An attorney representing the school officials did not return a request for comment by the time of publication.
The parents said that Ludlow Public Schools secretly encouraged students to state their gender identity and, through other measures, promoted transgenerism. Officials facilitated the purported transition of their daughter, who is referred to as B.F. in court papers, to male, or "nonbinary," without letting her parents know, according to court documents.
"That led B.F. to question the suitability of her parents’ care plan—all without her parents’ knowledge. After discovering the school’s actions, Petitioners demanded that officials stop. But the school doubled down, claiming parental knowledge and involvement compromises their daughter’s safety."
The parents said that what happened violated their constitutional rights.
A district court judge dismissed the case, ruling that the evidence did not show that school officials usurped the rights of the parents by referring to B.F. with preferred names and pronouns. While it was "disconcerting" that officials did not disclose information to the parents, that choice was consistent with state law, the judge said.
A federal appeals court upheld that decision.
"In this litigation, the competing concerns of the Parents and Ludlow raise heretofore unanswered questions about the scope of parental rights protected by the Due Process Clause of the Fourteenth Amendment," it stated. "But when all is said and done, we, like the district court, conclude that the Parents have failed to state a plausible claim that Ludlow’s implementation of the Protocol as applied to their family violated their fundamental right to direct the upbringing of their child."
School officials told the Supreme Court that it should not take up the case because it did not actually have a policy to hide gender identity transition information from parents.

(Given task A):
Restate the stretch of the court-case article from "The parents said that Ludlow" through "to court documents.", substituting "the school district" for "Ludlow Public Schools".
(Given task B):
In the court-case article, what did the district court judge say the officials' choice not to disclose information to the parents was consistent with?

Dataset rows showing where objects appear:
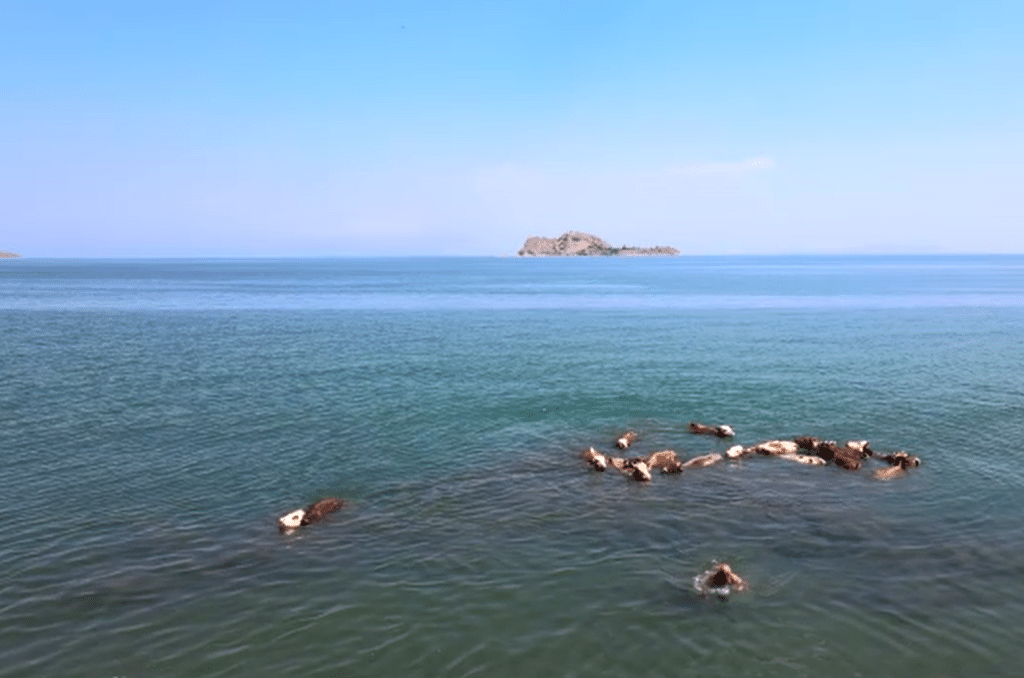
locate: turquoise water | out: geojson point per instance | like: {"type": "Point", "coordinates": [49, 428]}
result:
{"type": "Point", "coordinates": [158, 416]}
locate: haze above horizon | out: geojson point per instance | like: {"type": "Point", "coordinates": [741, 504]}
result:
{"type": "Point", "coordinates": [457, 128]}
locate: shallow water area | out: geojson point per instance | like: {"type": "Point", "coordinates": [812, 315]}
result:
{"type": "Point", "coordinates": [160, 416]}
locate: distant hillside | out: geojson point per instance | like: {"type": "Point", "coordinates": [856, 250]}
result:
{"type": "Point", "coordinates": [577, 244]}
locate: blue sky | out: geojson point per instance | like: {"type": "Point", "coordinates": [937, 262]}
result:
{"type": "Point", "coordinates": [436, 128]}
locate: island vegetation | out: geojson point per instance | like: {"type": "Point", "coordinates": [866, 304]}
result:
{"type": "Point", "coordinates": [578, 244]}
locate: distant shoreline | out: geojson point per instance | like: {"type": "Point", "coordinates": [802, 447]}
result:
{"type": "Point", "coordinates": [578, 244]}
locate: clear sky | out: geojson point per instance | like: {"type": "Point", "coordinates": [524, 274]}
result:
{"type": "Point", "coordinates": [397, 128]}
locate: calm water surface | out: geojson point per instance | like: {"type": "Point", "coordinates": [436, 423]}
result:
{"type": "Point", "coordinates": [158, 416]}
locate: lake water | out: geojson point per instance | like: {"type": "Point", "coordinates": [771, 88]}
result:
{"type": "Point", "coordinates": [158, 417]}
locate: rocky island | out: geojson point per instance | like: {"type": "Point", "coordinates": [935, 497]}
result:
{"type": "Point", "coordinates": [577, 244]}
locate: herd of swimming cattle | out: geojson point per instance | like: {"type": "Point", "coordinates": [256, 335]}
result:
{"type": "Point", "coordinates": [804, 450]}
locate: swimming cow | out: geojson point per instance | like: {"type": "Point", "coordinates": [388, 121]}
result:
{"type": "Point", "coordinates": [628, 438]}
{"type": "Point", "coordinates": [595, 459]}
{"type": "Point", "coordinates": [312, 513]}
{"type": "Point", "coordinates": [899, 462]}
{"type": "Point", "coordinates": [721, 430]}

(Correct answer A):
The parents said that the school district secretly encouraged students to state their gender identity and, through other measures, promoted transgenerism. Officials facilitated the purported transition of their daughter, who is referred to as B.F. in court papers, to male, or "nonbinary," without letting her parents know, according to court documents.

(Correct answer B):
State law.